Problem → Your task is to copy the lines from the line containing "of the tall" through the end of the listing below, both included, without any pictures.

=-=-=

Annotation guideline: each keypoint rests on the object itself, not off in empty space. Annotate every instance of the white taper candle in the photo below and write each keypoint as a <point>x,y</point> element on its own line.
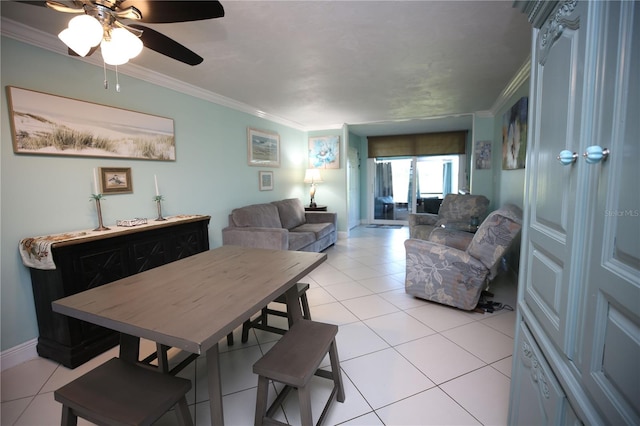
<point>95,181</point>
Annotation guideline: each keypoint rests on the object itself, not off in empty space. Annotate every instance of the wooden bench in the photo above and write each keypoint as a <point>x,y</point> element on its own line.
<point>293,361</point>
<point>122,393</point>
<point>261,322</point>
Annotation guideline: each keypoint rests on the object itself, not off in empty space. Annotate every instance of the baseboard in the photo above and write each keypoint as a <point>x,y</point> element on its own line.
<point>18,354</point>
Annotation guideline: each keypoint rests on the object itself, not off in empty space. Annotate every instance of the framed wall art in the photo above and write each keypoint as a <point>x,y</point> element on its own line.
<point>265,180</point>
<point>116,180</point>
<point>46,124</point>
<point>483,155</point>
<point>324,152</point>
<point>263,148</point>
<point>514,135</point>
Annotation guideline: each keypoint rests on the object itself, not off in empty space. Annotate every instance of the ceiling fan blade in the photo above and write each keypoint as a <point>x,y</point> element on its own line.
<point>167,46</point>
<point>162,12</point>
<point>34,3</point>
<point>60,7</point>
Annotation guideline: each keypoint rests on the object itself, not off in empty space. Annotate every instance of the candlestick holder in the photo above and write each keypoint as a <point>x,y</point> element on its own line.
<point>158,200</point>
<point>97,198</point>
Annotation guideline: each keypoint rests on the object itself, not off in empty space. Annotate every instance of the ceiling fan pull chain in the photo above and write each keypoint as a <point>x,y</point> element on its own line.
<point>117,81</point>
<point>106,82</point>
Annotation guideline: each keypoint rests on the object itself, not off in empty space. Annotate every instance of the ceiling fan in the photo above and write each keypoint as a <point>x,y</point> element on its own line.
<point>109,13</point>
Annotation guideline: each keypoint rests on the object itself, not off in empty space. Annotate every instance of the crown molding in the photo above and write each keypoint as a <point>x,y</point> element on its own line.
<point>35,37</point>
<point>516,82</point>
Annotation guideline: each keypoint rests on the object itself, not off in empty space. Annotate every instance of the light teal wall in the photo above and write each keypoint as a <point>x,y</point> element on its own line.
<point>41,195</point>
<point>332,192</point>
<point>509,184</point>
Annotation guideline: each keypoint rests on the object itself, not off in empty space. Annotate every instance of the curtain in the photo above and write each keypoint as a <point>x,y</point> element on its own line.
<point>384,180</point>
<point>446,177</point>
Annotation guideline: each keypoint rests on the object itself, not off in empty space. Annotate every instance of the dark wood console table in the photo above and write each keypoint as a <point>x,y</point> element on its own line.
<point>91,259</point>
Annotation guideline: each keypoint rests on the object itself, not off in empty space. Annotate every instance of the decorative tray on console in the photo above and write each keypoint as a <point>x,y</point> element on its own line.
<point>131,222</point>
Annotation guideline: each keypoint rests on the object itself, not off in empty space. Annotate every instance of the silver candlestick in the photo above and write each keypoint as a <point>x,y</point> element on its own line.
<point>97,198</point>
<point>158,199</point>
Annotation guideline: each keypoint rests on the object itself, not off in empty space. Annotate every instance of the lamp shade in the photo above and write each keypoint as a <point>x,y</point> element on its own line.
<point>312,176</point>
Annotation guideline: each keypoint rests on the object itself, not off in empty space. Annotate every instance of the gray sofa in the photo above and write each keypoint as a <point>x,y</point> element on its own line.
<point>282,225</point>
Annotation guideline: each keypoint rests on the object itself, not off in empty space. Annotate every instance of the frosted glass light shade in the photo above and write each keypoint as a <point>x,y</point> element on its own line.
<point>122,47</point>
<point>82,33</point>
<point>88,27</point>
<point>74,41</point>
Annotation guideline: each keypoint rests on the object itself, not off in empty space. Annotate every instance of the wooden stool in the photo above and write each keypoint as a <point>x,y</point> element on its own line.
<point>293,360</point>
<point>118,392</point>
<point>261,322</point>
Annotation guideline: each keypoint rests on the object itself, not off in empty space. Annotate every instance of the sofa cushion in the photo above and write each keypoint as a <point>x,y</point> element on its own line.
<point>320,230</point>
<point>291,212</point>
<point>299,240</point>
<point>257,215</point>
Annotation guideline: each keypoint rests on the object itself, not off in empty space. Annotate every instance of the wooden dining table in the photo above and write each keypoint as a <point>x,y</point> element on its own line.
<point>193,303</point>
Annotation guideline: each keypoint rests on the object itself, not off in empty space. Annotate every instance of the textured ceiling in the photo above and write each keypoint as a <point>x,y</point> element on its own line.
<point>318,64</point>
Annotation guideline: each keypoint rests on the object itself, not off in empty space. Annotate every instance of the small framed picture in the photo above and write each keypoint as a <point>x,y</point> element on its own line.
<point>266,180</point>
<point>263,148</point>
<point>116,180</point>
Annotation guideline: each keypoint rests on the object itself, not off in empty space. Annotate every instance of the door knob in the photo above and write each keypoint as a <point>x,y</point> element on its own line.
<point>567,157</point>
<point>595,154</point>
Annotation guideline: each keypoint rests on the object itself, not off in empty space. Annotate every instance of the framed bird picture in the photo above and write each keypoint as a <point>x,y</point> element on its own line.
<point>116,180</point>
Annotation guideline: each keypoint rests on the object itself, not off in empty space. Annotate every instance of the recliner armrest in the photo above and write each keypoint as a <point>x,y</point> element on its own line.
<point>422,219</point>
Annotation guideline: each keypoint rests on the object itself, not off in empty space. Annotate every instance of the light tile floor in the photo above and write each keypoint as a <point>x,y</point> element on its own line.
<point>405,361</point>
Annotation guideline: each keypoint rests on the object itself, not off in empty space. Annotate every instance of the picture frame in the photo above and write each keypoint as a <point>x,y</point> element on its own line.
<point>45,124</point>
<point>265,179</point>
<point>263,148</point>
<point>483,155</point>
<point>514,135</point>
<point>324,152</point>
<point>116,180</point>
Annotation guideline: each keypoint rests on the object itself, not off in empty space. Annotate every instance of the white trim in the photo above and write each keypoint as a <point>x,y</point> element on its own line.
<point>521,76</point>
<point>18,354</point>
<point>43,40</point>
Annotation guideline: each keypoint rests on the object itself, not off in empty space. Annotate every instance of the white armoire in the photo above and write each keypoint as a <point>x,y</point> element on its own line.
<point>577,350</point>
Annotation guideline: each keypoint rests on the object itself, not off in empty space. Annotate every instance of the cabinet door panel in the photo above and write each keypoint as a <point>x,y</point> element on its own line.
<point>150,253</point>
<point>99,266</point>
<point>539,399</point>
<point>612,311</point>
<point>557,77</point>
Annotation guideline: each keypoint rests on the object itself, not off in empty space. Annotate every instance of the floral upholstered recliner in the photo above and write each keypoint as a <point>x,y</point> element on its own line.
<point>455,208</point>
<point>456,276</point>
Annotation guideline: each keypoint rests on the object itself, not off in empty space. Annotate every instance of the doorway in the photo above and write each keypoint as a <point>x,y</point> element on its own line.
<point>404,185</point>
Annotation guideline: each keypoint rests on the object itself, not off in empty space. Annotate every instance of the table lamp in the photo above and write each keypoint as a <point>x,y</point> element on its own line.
<point>312,176</point>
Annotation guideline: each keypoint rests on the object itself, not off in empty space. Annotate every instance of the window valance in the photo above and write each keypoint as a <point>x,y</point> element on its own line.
<point>442,143</point>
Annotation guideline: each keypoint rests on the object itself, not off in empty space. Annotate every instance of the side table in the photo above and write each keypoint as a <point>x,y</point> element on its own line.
<point>315,209</point>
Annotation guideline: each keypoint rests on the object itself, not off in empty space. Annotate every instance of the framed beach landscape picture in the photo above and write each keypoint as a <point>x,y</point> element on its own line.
<point>44,124</point>
<point>324,152</point>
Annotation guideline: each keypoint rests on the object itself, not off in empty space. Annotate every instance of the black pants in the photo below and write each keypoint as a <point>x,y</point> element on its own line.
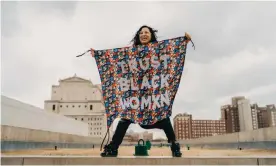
<point>123,125</point>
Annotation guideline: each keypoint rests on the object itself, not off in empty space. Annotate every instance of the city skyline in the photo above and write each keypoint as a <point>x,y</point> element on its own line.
<point>234,56</point>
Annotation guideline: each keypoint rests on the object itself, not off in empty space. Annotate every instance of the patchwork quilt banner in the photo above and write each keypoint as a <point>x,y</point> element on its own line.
<point>140,83</point>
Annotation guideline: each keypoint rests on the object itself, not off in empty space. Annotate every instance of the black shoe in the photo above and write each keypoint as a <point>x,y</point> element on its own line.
<point>109,151</point>
<point>175,147</point>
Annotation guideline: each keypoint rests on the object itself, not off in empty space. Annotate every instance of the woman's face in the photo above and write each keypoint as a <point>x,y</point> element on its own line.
<point>145,36</point>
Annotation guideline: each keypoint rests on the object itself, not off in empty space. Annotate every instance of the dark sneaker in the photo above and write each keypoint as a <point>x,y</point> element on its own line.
<point>109,151</point>
<point>175,147</point>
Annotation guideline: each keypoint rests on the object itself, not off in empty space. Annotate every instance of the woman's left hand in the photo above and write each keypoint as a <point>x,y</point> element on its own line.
<point>188,36</point>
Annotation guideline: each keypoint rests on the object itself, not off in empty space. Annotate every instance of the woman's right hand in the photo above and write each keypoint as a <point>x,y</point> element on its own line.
<point>92,51</point>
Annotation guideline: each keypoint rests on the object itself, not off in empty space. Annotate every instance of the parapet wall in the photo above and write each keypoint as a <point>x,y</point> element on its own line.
<point>264,138</point>
<point>17,138</point>
<point>19,114</point>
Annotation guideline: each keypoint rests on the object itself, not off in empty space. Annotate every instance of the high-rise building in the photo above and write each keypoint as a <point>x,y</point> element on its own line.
<point>230,115</point>
<point>272,115</point>
<point>263,117</point>
<point>236,99</point>
<point>254,111</point>
<point>183,126</point>
<point>245,115</point>
<point>81,100</point>
<point>187,128</point>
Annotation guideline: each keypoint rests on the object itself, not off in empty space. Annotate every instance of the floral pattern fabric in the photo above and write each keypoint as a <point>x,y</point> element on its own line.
<point>140,83</point>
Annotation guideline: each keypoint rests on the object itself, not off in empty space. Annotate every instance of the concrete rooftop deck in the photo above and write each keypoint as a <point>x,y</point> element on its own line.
<point>132,160</point>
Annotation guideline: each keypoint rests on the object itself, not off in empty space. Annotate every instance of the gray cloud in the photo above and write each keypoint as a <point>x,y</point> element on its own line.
<point>235,47</point>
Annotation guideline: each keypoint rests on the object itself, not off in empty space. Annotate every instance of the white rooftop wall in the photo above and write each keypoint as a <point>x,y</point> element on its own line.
<point>18,114</point>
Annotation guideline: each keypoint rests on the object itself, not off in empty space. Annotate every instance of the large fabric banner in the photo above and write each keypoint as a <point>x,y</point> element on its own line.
<point>140,83</point>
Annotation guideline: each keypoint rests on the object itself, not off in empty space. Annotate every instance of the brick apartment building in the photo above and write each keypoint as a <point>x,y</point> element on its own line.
<point>230,115</point>
<point>187,128</point>
<point>256,117</point>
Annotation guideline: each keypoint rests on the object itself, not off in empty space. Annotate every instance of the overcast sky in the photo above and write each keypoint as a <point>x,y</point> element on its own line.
<point>235,47</point>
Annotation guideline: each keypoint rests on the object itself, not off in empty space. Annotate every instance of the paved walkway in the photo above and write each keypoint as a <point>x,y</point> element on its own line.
<point>155,151</point>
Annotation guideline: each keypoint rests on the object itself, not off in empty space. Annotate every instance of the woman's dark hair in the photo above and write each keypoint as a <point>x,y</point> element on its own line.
<point>136,40</point>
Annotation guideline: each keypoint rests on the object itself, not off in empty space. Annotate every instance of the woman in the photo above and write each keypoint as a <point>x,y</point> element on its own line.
<point>143,36</point>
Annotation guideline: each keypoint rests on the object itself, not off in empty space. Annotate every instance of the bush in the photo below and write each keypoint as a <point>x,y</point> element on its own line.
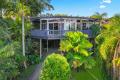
<point>55,67</point>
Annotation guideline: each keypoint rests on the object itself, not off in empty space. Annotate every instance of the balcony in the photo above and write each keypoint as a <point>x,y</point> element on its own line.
<point>54,34</point>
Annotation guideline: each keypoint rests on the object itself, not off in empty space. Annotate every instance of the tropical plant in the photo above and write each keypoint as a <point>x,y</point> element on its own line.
<point>77,49</point>
<point>95,30</point>
<point>9,62</point>
<point>55,67</point>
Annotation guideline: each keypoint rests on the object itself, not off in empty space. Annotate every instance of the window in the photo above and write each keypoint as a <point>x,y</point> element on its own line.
<point>44,24</point>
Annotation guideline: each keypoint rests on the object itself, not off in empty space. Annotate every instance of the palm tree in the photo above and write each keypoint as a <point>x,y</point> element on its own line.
<point>109,46</point>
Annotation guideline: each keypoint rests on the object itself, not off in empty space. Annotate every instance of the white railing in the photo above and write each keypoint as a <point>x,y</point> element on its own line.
<point>54,32</point>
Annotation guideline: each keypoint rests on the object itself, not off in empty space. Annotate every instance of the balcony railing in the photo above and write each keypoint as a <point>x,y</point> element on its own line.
<point>54,34</point>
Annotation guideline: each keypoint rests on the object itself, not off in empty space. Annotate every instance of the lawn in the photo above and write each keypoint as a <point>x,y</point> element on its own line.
<point>90,74</point>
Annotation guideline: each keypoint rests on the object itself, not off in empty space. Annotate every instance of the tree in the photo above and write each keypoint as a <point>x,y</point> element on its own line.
<point>55,67</point>
<point>77,50</point>
<point>108,45</point>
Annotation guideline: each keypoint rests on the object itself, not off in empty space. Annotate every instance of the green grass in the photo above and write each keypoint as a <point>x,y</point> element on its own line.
<point>89,74</point>
<point>25,74</point>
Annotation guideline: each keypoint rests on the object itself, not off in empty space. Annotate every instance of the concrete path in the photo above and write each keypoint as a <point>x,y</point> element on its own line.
<point>36,73</point>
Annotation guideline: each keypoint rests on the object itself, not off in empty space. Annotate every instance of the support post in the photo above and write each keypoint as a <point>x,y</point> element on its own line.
<point>23,40</point>
<point>47,45</point>
<point>40,42</point>
<point>40,48</point>
<point>75,25</point>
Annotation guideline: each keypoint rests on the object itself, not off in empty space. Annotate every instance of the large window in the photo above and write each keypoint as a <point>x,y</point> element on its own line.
<point>44,24</point>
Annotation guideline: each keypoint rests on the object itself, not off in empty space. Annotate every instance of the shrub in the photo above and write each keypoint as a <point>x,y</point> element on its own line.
<point>55,67</point>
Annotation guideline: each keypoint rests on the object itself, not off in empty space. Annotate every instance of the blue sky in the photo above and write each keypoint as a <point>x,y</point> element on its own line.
<point>85,7</point>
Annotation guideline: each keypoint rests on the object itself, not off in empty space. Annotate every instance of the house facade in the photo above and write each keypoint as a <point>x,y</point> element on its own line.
<point>49,30</point>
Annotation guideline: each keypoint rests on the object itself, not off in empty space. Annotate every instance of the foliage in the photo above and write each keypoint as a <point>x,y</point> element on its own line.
<point>95,29</point>
<point>55,67</point>
<point>77,49</point>
<point>107,42</point>
<point>8,62</point>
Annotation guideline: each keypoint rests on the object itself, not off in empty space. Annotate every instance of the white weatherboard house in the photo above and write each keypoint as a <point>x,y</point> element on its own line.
<point>49,30</point>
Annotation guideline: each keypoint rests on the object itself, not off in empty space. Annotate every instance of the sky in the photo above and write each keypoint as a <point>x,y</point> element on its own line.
<point>85,7</point>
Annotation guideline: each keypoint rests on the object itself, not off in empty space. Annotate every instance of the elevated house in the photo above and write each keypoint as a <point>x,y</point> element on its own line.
<point>49,30</point>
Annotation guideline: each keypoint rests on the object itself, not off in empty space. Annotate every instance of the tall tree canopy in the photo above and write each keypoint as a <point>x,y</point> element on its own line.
<point>109,43</point>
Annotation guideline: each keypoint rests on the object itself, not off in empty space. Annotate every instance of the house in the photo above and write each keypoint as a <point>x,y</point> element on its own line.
<point>49,30</point>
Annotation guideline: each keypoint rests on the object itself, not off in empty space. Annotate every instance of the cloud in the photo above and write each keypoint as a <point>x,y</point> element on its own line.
<point>107,1</point>
<point>102,6</point>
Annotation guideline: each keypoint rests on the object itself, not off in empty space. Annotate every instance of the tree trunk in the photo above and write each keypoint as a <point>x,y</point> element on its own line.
<point>116,70</point>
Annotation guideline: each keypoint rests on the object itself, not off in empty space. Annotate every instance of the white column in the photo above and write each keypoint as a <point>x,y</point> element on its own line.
<point>75,24</point>
<point>40,48</point>
<point>47,27</point>
<point>81,24</point>
<point>47,45</point>
<point>40,41</point>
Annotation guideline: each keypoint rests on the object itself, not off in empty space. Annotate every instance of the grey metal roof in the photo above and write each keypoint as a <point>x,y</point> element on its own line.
<point>77,17</point>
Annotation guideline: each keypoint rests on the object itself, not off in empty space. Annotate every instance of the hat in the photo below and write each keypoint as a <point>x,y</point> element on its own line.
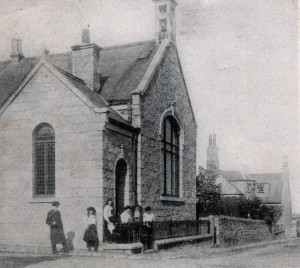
<point>55,203</point>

=-=-=

Task answer →
Annotation guideline: each keypoint rests on the object itself, not off in empty space. Annotate every instance of the tall tree canopy in the photo above and write each keypoint as a <point>x,y</point> element on its own line.
<point>109,43</point>
Annotation guideline: each keypoint rests on the object itself, not off in empty space. Annotate every instance of the house in the photo above and write each keypoint as a <point>x,y</point> element on its own line.
<point>49,30</point>
Annotation guideline: each keypoint rests on the object itself, not off in empty space. Annotate every instance of the cloud in the photo above and write each keypoint as a <point>x,y</point> element on its own line.
<point>107,1</point>
<point>102,6</point>
Annotation guideline: each keypoint rests on the object itself, not off in empty space. Annotate every instance of the tree trunk in the photo above and write each keypoint as a <point>x,y</point> element on its own line.
<point>116,70</point>
Annotation guideline: each keypoint rests on the object itself, not off in empty space. Annotate every instance of the white column in the photo above and write each keypoint as a <point>x,y</point> element on its own line.
<point>75,24</point>
<point>40,48</point>
<point>47,27</point>
<point>81,24</point>
<point>47,45</point>
<point>40,41</point>
Annotation guideline: each keypoint rests on the object itself, not off in empty space. Annotate every instance of the grey metal roof in the photo above and write each keypoint as a <point>x,y</point> element on its own line.
<point>77,17</point>
Annotation guideline: each keypoint rests on the object itself, not off in empty space. Annotate every instance of the hat in the photo below and write each keypoint as a <point>x,y</point> element on its own line.
<point>55,203</point>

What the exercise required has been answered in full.